* [Provided passage]
■ ■ ■ ■ ■
People have a tendency to hear a metaphor and think that because it has been simplified it does not apply. The same applies to my drawing, very quick and simple.

The windings on a 220v motor have two separate paths. When wired 110v, a single supply of 110v is used to fill both windings (bucket). When wired 220v, two separate 110v feeds fill their half (bucket) simultaneously.

Red = one branch of 110v windings Blue = one branch of 110v windings. Both sets of winding can be combined: In a series - increases resistance of the windings which leads to more heat and issues arising there from. In parallel - which decreases resistance which leads to more heat and issues arising there from. Of course, modern motors are designed to minimize these issues, but there is still a theoretical advantage for 220v. 









I repeat, *regardless if it is sized correctly* running 220v will make a difference. How perceivable is that difference is the only real question. There are many variables contributing to that difference. The mass that the motor has to rotate is one of the bigger factors. You won't notice as much change on a table saw that has to start rotating a 18 oz blade as you will a dust collector with a 3 lb propeller, or a high capacity air compressor, hence larger compressors don't even have a 110v option. If it was just a "hose" size issue, you could run a 6 gauge,110v 40 amp circuit to a 5 horse.


----------



## oldnovice (Mar 7, 2009)

*JamesT, *I used 10 Amps just to make the calculations without a calculator! Since the actual current was closer to 20 Amps, the voltage drop would be double the numbers in my previous post or a 6.4 volt drop.

And, yes I was getting off track! When some see HP they think it is like a car which generates horsepower while an electrical component, like a motor, consumes that amount of power, ie 1HP = 746 Watts and Watts is Voltage X Current so 1.5 HP is 1119 Watts and 1119/120 VAC = 9.325 Amps, or 1119/220 VAC = 5.08 Amps, in both cases assuming 100% effeciency of the motor which is theoretical!

*guitchess* is correct in the current paths when rewiring a motor even if the drawing has bad bearings … chuckle!


----------



## JamesT (Mar 1, 2013)

oldnovice and quitchess,
Getting to be an interesting discussion, however I think we're getting beyond helping "beginningwoodworker". Sorry about that beginningwoodworker, didn't mean to get carried away.
quitchess, I agree with oldnovice, do something about those bearings!


----------



## BGST (Apr 5, 2016)

I switched my motor to 115 but the set up in the garage but pulled too many amps and kept flipping the breaker. I had an electrician install the 220 wiring but when I went to switch the motor back to 220 I realized I should have asked him to do it for me. The wiring diagram shows there are 6 wires (they are numbered 1, 2, 3, 4, 5, 8). To be 220 set up the diagram shows that #1 is alone, numbers 4 & 8 connected and 2,3,5 should be connected. Why would #1 be on its own? It was being used in the 115 set up. Thank you.


----------
■ ■ ■ ■ ■
* [Data excerpts]
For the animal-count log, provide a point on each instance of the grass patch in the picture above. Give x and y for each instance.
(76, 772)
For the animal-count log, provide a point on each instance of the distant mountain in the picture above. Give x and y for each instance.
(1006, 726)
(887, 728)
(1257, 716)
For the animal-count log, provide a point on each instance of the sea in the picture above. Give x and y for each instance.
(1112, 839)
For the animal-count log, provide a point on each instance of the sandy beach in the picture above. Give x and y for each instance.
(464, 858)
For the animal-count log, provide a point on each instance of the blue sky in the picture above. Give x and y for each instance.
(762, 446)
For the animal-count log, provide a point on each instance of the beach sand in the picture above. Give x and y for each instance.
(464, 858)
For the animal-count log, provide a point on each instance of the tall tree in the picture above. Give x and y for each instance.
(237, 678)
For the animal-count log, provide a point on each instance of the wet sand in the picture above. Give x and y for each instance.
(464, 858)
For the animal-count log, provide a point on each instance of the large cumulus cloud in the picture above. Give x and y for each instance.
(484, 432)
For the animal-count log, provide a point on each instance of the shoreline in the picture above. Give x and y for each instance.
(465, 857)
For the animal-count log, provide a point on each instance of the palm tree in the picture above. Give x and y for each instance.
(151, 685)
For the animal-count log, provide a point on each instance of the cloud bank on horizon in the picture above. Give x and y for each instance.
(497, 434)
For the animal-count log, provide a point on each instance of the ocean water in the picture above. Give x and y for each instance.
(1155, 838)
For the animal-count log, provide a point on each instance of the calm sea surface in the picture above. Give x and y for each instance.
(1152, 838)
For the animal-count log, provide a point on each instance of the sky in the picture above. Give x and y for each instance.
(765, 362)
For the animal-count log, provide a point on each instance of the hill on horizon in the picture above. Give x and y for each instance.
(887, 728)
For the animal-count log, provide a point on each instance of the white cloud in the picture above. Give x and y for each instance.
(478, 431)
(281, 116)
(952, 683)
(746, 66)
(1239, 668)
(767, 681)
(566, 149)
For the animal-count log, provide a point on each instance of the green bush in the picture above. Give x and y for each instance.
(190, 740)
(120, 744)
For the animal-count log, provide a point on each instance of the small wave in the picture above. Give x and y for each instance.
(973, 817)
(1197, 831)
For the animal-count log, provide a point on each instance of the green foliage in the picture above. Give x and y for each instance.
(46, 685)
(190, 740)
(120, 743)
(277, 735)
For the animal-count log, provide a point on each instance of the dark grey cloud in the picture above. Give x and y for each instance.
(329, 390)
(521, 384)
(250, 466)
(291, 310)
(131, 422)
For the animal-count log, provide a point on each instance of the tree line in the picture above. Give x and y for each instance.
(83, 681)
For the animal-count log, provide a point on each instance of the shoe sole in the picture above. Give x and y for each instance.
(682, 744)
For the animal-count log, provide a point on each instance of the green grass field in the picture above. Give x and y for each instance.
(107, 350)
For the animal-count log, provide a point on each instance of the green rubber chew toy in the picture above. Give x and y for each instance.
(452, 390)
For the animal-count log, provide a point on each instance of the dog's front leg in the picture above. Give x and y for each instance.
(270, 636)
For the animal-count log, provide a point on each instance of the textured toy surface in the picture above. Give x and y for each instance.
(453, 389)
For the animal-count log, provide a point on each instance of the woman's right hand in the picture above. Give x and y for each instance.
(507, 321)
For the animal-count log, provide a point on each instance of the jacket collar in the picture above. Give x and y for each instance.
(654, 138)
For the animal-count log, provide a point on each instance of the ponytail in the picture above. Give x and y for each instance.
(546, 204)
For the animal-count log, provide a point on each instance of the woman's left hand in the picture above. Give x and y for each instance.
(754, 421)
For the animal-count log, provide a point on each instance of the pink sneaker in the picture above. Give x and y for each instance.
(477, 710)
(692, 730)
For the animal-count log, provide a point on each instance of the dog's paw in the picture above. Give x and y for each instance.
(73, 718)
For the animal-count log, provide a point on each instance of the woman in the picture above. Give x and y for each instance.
■ ■ ■ ■ ■
* [Required tasks]
(A) In the forum thread, how many watts is given as equal to 1 HP?
(B) Reproduce part of the forum thread word for word, beginning at the words "Red = one branch" and stopping after the words "advantage for 220v.".

* [Answers in order]
(A) 746 watts.

(B)
Red = one branch of 110v windings Blue = one branch of 110v windings. Both sets of winding can be combined: In a series - increases resistance of the windings which leads to more heat and issues arising there from. In parallel - which decreases resistance which leads to more heat and issues arising there from. Of course, modern motors are designed to minimize these issues, but there is still a theoretical advantage for 220v.